═══ PASSAGE ═══

Typically, an x-ray mask comprises a substrate on which an absorbing material is electroplated. It shall be understood that the substrate includes a plating base. The plating base may include, for example, approximately 100 angstroms of titanium and approximately 200 angstroms of gold. It shall be further understood that the plating base is not a limitation of the present invention. Many materials for plating bases are well known to those skilled in the art. The substrate is commonly referred to as a membrane, whereas the absorbing material is commonly referred to as an absorber or an absorber layer. The substrate must be sufficiently thin to allow the electromagnetic radiation to penetrate the substrate. Preferably, the substrate is silicon carbide having a thickness ranging between approximately 8,000 angstroms and 20,000 angstroms. It shall be understood that the substrate material is not a limitation of the present invention; for example, silicon nitride or boron doped silicon may serve as the substrate.

The absorber layer absorbs the electromagnetic radiation, thereby preventing transmission of the electromagnetic radiation through the x-ray mask. Thus, the absorber layer must be thick enough to prevent the electromagnetic radiation from penetrating through the x-ray mask. Typically, a layer of a photoresist is patterned on the substrate and the absorber is electroplated on exposed portions of the substrate. Preferably, the material for the absorber includes a gold component and has a thickness ranging between approximately 3,000 angstroms and 8,000 angstroms.

An electroplating process, also referred to as an electrodeposition process, is performed in an electroplating system or an electrodeposition apparatus. The electroplating system may include a reservoir, a pumping mechanism, a baffle, a fountain cup, an anode, and a cathode. The substrate is mounted to the cathode. An electroplating solution may be pumped from the reservoir, passed the anode, through the baffle, and into the fountain cup. Preferably a flow rate of the electroplating solution ranges between approximately 0 liters per minute and 27 liters per minute, and a temperature at which the electroplating solution is maintained ranges between approximately 20°C and 60°C It shall be understood that for a flow rate of approximately 0 liters per minute, the electroplating solution is contained in the fountain cup.

═══ DATA EXCERPT ═══

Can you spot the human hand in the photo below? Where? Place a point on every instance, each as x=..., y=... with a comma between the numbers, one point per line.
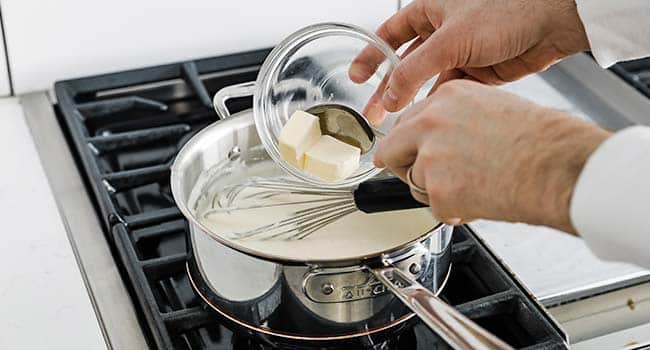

═══

### PROBLEMS TO WORK ON
A – Answer these questions about the x-ray mask passage, one answer per line.
(i) Which material is named as the preferred substrate?
(ii) What thickness range is given for the preferred absorber material?
(iii) To which part of the electroplating system is the substrate mounted?
B – Reproduce word for word the stretch of the x-ray mask passage from "The absorber layer absorbs" through "and 8,000 angstroms.".

### SOLUTION LIST
A –
(i) Silicon carbide.
(ii) Approximately 3,000 to 8,000 angstroms.
(iii) The cathode.

B –
The absorber layer absorbs the electromagnetic radiation, thereby preventing transmission of the electromagnetic radiation through the x-ray mask. Thus, the absorber layer must be thick enough to prevent the electromagnetic radiation from penetrating through the x-ray mask. Typically, a layer of a photoresist is patterned on the substrate and the absorber is electroplated on exposed portions of the substrate. Preferably, the material for the absorber includes a gold component and has a thickness ranging between approximately 3,000 angstroms and 8,000 angstroms.